-- DATA SHOWN --
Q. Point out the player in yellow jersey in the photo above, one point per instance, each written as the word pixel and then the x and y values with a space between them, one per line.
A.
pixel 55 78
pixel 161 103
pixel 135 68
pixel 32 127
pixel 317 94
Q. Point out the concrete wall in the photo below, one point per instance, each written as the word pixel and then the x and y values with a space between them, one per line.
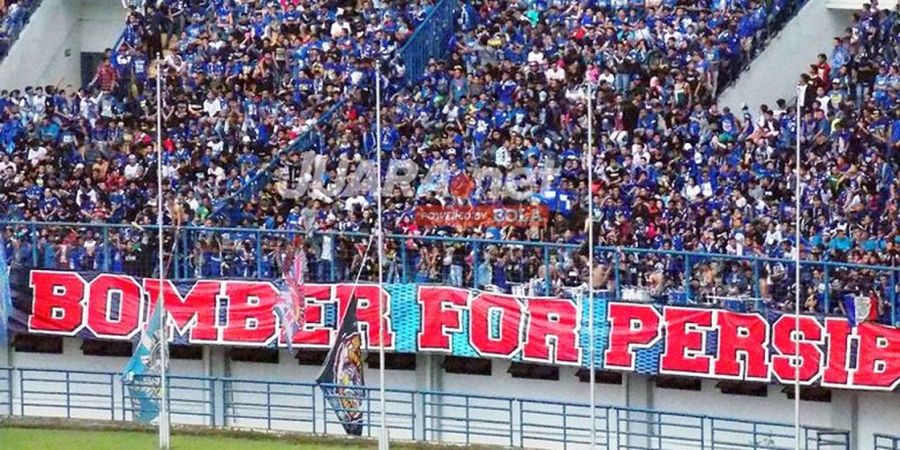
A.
pixel 775 72
pixel 49 49
pixel 863 413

-- TASK --
Format every line of the listing above as a JSON list of strings, one string per line and no entries for blank lines. Leave out the picture.

-- CORRECT OUTPUT --
[
  "Q. Point out the player in yellow jersey in the photo above, one point per instance, each written as the word pixel and then the x and y values with a space between them, one per line.",
  "A.",
  "pixel 55 78",
  "pixel 161 103",
  "pixel 135 68",
  "pixel 32 127",
  "pixel 317 94",
  "Q. Point out the concrete wall in the photo below, one point per instance, each written as the word pixel and then the x and y values with a space between them, one per line.",
  "A.",
  "pixel 775 72",
  "pixel 49 49",
  "pixel 863 413"
]